# [Work task]
The expected answer is the complete listing, reproduced character for character.

:: Records shown

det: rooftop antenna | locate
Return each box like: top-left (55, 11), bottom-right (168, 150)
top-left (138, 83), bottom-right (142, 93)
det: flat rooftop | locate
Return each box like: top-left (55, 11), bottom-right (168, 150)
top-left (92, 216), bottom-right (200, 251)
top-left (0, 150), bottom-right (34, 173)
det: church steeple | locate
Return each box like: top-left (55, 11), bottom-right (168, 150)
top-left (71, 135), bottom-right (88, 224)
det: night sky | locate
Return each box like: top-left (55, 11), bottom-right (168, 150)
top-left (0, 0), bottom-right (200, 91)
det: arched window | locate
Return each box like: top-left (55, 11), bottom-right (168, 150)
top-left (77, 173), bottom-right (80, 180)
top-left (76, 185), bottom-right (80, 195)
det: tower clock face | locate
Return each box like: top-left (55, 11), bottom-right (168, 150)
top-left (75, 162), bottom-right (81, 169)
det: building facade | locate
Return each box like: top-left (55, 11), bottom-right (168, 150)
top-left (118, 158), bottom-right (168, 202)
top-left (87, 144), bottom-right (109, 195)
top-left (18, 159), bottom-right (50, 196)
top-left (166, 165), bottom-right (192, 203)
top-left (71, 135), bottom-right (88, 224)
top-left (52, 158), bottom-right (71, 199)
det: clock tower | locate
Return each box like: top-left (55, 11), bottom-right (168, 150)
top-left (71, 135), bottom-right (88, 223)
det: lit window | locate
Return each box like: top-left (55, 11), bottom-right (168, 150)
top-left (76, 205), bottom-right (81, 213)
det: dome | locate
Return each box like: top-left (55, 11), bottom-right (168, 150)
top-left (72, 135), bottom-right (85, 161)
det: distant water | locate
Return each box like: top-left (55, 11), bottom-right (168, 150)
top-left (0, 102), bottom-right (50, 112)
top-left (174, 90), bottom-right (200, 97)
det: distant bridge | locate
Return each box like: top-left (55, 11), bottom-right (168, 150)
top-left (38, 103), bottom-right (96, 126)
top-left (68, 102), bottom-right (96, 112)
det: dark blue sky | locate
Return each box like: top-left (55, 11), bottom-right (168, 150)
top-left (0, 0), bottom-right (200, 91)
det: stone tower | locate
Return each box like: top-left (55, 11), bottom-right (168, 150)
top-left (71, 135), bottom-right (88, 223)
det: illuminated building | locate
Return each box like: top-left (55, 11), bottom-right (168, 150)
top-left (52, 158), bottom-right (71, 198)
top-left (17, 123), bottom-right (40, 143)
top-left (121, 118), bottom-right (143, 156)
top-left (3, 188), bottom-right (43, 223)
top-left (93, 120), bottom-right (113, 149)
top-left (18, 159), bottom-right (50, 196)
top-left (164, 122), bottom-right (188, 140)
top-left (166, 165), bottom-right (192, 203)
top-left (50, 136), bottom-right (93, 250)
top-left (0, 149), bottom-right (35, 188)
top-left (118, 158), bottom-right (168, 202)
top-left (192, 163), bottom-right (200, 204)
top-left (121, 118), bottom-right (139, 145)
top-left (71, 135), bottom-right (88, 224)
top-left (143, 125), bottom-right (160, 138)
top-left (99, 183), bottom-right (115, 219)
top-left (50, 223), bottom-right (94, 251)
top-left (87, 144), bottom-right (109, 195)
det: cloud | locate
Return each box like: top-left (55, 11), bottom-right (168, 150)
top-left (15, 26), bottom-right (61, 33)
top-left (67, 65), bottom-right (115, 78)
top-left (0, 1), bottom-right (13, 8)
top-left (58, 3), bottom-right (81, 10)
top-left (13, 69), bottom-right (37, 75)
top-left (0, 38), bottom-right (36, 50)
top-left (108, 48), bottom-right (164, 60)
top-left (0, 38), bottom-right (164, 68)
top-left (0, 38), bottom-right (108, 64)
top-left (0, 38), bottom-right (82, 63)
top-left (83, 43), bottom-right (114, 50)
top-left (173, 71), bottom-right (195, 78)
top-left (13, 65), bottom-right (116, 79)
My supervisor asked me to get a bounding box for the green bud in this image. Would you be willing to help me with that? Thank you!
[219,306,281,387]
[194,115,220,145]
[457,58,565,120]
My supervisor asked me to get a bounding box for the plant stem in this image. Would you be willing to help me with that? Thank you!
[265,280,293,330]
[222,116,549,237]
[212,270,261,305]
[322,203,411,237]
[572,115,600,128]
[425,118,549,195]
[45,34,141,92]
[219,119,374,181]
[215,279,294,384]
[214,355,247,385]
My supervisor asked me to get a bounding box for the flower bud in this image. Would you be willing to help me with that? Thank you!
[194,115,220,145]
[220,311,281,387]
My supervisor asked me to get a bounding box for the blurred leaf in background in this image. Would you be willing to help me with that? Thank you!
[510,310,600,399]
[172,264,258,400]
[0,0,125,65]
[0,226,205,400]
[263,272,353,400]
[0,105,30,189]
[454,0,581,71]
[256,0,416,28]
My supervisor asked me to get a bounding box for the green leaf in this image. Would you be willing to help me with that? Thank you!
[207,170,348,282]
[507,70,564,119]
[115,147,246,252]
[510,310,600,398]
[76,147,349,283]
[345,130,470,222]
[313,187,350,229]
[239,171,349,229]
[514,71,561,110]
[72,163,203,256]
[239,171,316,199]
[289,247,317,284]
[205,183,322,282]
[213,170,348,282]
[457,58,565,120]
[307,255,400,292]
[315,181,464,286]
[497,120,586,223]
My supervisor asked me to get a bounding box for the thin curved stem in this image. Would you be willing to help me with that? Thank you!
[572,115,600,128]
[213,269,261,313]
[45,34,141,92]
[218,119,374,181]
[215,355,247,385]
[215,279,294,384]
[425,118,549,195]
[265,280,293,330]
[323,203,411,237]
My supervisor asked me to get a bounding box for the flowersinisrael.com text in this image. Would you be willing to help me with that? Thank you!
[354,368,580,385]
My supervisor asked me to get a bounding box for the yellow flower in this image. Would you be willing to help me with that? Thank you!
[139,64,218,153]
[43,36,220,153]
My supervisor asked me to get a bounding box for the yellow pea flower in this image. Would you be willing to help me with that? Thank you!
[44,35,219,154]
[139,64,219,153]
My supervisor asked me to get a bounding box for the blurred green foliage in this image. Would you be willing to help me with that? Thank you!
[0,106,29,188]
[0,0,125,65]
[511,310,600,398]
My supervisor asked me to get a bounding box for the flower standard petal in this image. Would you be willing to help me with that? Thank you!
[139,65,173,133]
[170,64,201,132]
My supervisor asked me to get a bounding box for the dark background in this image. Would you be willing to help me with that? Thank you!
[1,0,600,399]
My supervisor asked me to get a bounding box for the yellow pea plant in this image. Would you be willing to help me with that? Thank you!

::::

# [Answer to this task]
det: rooftop antenna | locate
Return each box like: top-left (55, 11), bottom-right (168, 150)
top-left (138, 83), bottom-right (142, 93)
det: flat rooftop | locate
Return each box like: top-left (55, 11), bottom-right (168, 150)
top-left (92, 216), bottom-right (200, 251)
top-left (0, 150), bottom-right (34, 173)
det: church steeple | locate
Return each box like: top-left (55, 11), bottom-right (168, 150)
top-left (71, 135), bottom-right (88, 224)
det: night sky | locate
Return each box like: top-left (55, 11), bottom-right (168, 150)
top-left (0, 0), bottom-right (200, 91)
det: arched window | locate
Return each box like: top-left (55, 11), bottom-right (168, 150)
top-left (77, 173), bottom-right (80, 180)
top-left (76, 185), bottom-right (80, 195)
det: tower clock face | locate
Return each box like: top-left (55, 11), bottom-right (168, 150)
top-left (75, 162), bottom-right (81, 169)
det: building facade | locate
Return each box like: top-left (55, 11), bottom-right (168, 150)
top-left (118, 158), bottom-right (168, 202)
top-left (87, 144), bottom-right (109, 195)
top-left (18, 159), bottom-right (50, 196)
top-left (166, 165), bottom-right (192, 203)
top-left (71, 135), bottom-right (88, 224)
top-left (52, 158), bottom-right (71, 199)
det: clock tower | locate
Return each box like: top-left (55, 11), bottom-right (168, 150)
top-left (71, 135), bottom-right (88, 223)
det: lit window | locate
Return each box like: top-left (55, 11), bottom-right (168, 150)
top-left (76, 205), bottom-right (81, 213)
det: dome | locate
Return each box like: top-left (55, 11), bottom-right (168, 150)
top-left (72, 135), bottom-right (85, 161)
det: distant water | locate
Return each box like: top-left (55, 11), bottom-right (168, 150)
top-left (0, 102), bottom-right (50, 112)
top-left (174, 90), bottom-right (200, 97)
det: distant bridge | locate
Return each box like: top-left (55, 11), bottom-right (168, 150)
top-left (38, 103), bottom-right (96, 126)
top-left (68, 102), bottom-right (96, 112)
det: dark blue sky | locate
Return each box like: top-left (55, 11), bottom-right (168, 150)
top-left (0, 0), bottom-right (200, 91)
det: stone tower | locate
Return each box like: top-left (55, 11), bottom-right (168, 150)
top-left (71, 135), bottom-right (88, 223)
det: illuminated building | locate
Return each box like: top-left (55, 11), bottom-right (168, 150)
top-left (52, 158), bottom-right (71, 198)
top-left (17, 123), bottom-right (40, 143)
top-left (121, 118), bottom-right (143, 156)
top-left (3, 188), bottom-right (43, 223)
top-left (93, 120), bottom-right (113, 149)
top-left (18, 159), bottom-right (50, 196)
top-left (164, 122), bottom-right (188, 140)
top-left (166, 165), bottom-right (192, 203)
top-left (50, 136), bottom-right (93, 250)
top-left (0, 149), bottom-right (35, 188)
top-left (118, 158), bottom-right (168, 202)
top-left (192, 163), bottom-right (200, 204)
top-left (121, 118), bottom-right (139, 145)
top-left (71, 135), bottom-right (88, 224)
top-left (143, 125), bottom-right (160, 138)
top-left (99, 183), bottom-right (115, 219)
top-left (50, 223), bottom-right (94, 251)
top-left (87, 144), bottom-right (109, 195)
det: cloud | locate
Return each box like: top-left (55, 11), bottom-right (168, 150)
top-left (15, 26), bottom-right (61, 33)
top-left (67, 65), bottom-right (115, 78)
top-left (0, 1), bottom-right (13, 8)
top-left (58, 3), bottom-right (81, 10)
top-left (13, 69), bottom-right (37, 75)
top-left (0, 38), bottom-right (36, 50)
top-left (108, 48), bottom-right (164, 60)
top-left (0, 38), bottom-right (164, 68)
top-left (0, 38), bottom-right (108, 64)
top-left (0, 38), bottom-right (82, 63)
top-left (83, 43), bottom-right (114, 50)
top-left (173, 71), bottom-right (195, 78)
top-left (13, 65), bottom-right (116, 79)
My supervisor asked me to get a bounding box for the green bud in this image. Would you be willing to help me with that? Thank you!
[219,306,281,387]
[194,115,220,145]
[457,58,565,120]
My supervisor asked me to get a bounding box for the plant stem in this image. Would you be willing to help me with that? Thank you!
[265,280,293,330]
[222,116,549,237]
[212,270,261,305]
[322,203,411,237]
[572,115,600,128]
[425,118,549,195]
[45,34,141,92]
[219,119,374,181]
[215,279,294,384]
[214,355,247,385]
My supervisor asked me to get a bounding box for the flower bud in this image. Would you be willing to help me with that? Thank you!
[194,115,220,145]
[220,311,281,387]
My supervisor asked me to get a bounding box for the blurred leaf in background in this image. Would you be willing to help me with that? Thank you!
[510,310,600,399]
[172,264,258,400]
[0,0,125,65]
[0,226,205,400]
[263,272,353,400]
[0,105,30,189]
[454,0,581,71]
[256,0,416,28]
My supervisor asked me to get a bounding box for the green leaf in this image. Would you be willing to help me with that? Thank you!
[207,170,348,282]
[507,70,564,119]
[115,147,246,252]
[510,310,600,398]
[76,147,349,283]
[345,130,470,222]
[313,187,350,229]
[239,171,349,229]
[514,71,561,110]
[72,163,203,256]
[239,171,316,199]
[289,247,317,284]
[205,183,322,282]
[213,170,348,282]
[457,58,565,120]
[307,255,400,292]
[315,181,464,286]
[497,120,586,223]
My supervisor asked me to get a bounding box for the thin curved stem in this image. Would you be willing to help me with that? Thank you!
[572,115,600,128]
[213,269,261,313]
[45,34,141,92]
[218,119,374,181]
[215,355,247,385]
[215,279,294,384]
[425,118,549,195]
[265,280,293,330]
[323,203,411,237]
My supervisor asked me to get a bounding box for the flowersinisrael.com text in this image. Would you be willing to help me with that? Thank you!
[354,368,580,385]
My supervisor asked me to get a bounding box for the yellow flower in this image. Would you be willing to help me with that? Thank you!
[139,64,218,153]
[43,36,220,153]
My supervisor asked me to get a bounding box for the yellow pea flower in this image. Would you be willing to help me with that? Thank you!
[44,35,219,154]
[139,64,219,153]
My supervisor asked me to get a bounding box for the blurred green foliage in this image. Would you be willing to help me with that? Thank you!
[0,106,29,188]
[0,0,125,65]
[511,310,600,398]
My supervisor asked me to get a bounding box for the flower standard petal in this image. Would you be willing to help me with that? Thank you!
[139,65,173,133]
[170,64,201,132]
My supervisor asked me to get a bounding box for the dark background in this image. Would you be willing to help me with that? Thank you!
[1,0,600,399]
My supervisor asked me to get a bounding box for the yellow pea plant in this image. Would you be willing to help me with that? Thank you!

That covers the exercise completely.